YOUR INSTRUCTIONS:
Would you restate the data exactly as given?

Data records
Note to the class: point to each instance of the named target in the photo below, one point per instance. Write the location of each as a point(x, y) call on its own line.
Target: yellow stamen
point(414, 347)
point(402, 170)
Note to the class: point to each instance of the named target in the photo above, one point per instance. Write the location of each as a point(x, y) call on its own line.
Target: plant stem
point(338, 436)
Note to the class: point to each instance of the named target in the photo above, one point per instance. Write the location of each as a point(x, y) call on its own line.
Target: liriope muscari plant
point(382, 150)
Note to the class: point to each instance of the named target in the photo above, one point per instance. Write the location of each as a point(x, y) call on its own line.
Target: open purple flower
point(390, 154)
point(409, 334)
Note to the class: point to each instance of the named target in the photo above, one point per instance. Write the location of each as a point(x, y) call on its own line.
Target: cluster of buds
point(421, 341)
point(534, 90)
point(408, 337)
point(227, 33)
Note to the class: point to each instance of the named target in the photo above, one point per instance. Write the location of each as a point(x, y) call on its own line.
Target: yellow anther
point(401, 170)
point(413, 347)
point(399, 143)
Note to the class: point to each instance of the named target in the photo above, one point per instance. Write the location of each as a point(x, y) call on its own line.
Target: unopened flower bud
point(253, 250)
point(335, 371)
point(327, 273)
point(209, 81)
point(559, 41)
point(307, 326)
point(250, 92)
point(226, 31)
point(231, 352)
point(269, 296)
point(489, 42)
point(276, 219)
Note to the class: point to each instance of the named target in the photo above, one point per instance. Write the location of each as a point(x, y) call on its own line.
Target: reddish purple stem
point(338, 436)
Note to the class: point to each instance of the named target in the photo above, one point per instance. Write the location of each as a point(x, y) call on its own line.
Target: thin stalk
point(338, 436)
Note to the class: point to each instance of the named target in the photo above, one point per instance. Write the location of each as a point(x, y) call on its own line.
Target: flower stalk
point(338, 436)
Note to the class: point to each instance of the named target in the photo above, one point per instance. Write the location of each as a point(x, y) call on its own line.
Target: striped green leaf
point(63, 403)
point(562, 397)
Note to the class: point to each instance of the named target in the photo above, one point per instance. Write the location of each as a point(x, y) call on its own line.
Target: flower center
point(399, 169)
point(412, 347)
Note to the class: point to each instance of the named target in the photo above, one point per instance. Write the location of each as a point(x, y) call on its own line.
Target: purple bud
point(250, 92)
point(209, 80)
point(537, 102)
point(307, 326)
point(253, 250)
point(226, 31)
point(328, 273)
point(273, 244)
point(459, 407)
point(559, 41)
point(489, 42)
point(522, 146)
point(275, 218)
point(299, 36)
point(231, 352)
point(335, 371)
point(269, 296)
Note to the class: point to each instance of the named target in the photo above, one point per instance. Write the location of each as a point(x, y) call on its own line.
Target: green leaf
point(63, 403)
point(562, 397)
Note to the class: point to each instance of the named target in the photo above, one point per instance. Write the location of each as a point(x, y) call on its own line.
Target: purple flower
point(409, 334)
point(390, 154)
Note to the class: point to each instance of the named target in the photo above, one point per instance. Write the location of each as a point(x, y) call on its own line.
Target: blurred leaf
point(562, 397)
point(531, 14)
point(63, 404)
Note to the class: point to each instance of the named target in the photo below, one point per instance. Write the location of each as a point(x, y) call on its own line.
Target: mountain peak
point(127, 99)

ANSWER FOR THE TASK:
Note to the class: point to each instance of the named target in the photo below, one point per instance. Write the location of each as a point(x, y) call on its own line.
Target: yellow stamen
point(414, 347)
point(402, 170)
Note to the class: point to each instance of the named target in the photo above, one point per instance. Write the location of each as a point(x, y) call on its own line.
Target: plant stem
point(338, 436)
Note to the class: point to each instance of the named target in the photo above, one point per instance. Write the location of each as a point(x, y) call on its own line.
Target: liriope muscari plant
point(382, 150)
Note to the class: point to each instance of the named target in the photo above, one point per instance. Write the location of each as a point(x, y) call on its own line.
Target: open purple flower
point(390, 154)
point(409, 334)
Note to the class: point to each instance of the named target in the photo above, one point per instance. Write the location of each as a point(x, y) call on its own line.
Target: cluster of buds
point(421, 341)
point(534, 90)
point(408, 337)
point(227, 33)
Note to the class: point to each instance of the named target in the photo above, one point per instance. Write the location of each as a point(x, y) call on its own line.
Target: yellow anther
point(401, 170)
point(413, 347)
point(399, 143)
Note to the class: point to each instance of the named target in the photo above, one point per instance. Write the location of each as a point(x, y) call on its own line.
Target: unopened flower bud
point(253, 250)
point(335, 371)
point(327, 273)
point(209, 81)
point(559, 41)
point(307, 326)
point(250, 92)
point(226, 31)
point(231, 352)
point(269, 296)
point(489, 42)
point(276, 219)
Note to the class: point to each instance of the named target in the photo above, one point per instance. Write the location of each as a point(x, y) call on its own line.
Target: reddish purple stem
point(338, 436)
Note to the class: point to each instance of the named target in the photo above, one point per instance. Write the location of each as a point(x, y) call on its own line.
Target: thin stalk
point(338, 436)
Note to the class: point to each instance of the named target in the photo above, one point per instance. Write the location of each as a point(x, y) call on its own line.
Target: flower stalk
point(338, 436)
Note to the class: point to each instance of the named target in the photo above, one point per instance. Write the location of each as a point(x, y) call on its own line.
Target: striped green leaf
point(63, 403)
point(562, 397)
Note to the class: point to each instance of the named target in the photo above, one point per instance. Write the location of each as a point(x, y) call on its own line.
Target: flower center
point(399, 169)
point(412, 347)
Note to the class: point to each instance of the named target in the photo above, one point per instance. Write the location of each as a point(x, y) call on its own line.
Target: purple bud
point(250, 92)
point(209, 80)
point(537, 102)
point(307, 326)
point(253, 250)
point(226, 31)
point(328, 273)
point(273, 244)
point(459, 407)
point(559, 41)
point(489, 42)
point(522, 146)
point(275, 218)
point(299, 36)
point(231, 352)
point(335, 371)
point(269, 296)
Note to the class: point to each instance of the named target in the photo above, one point per instance. Write the location of each as a point(x, y) call on its own line.
Target: green leaf
point(63, 403)
point(562, 397)
Note to the class: point to each instance of the named target in the photo above, one point per instance. Write the location of each as a point(x, y) call on its own line.
Target: purple flower
point(409, 334)
point(390, 154)
Note to the class: point to each instance of the named target in the photo above, one point per instance. Write the location of each as a point(x, y) call on its own line.
Target: blurred leaf
point(562, 397)
point(531, 14)
point(63, 404)
Note to the class: point to each instance of the named target in the photo below, one point per instance. Write the location of each as a point(x, y) call on its own line.
Target: mountain peak
point(127, 99)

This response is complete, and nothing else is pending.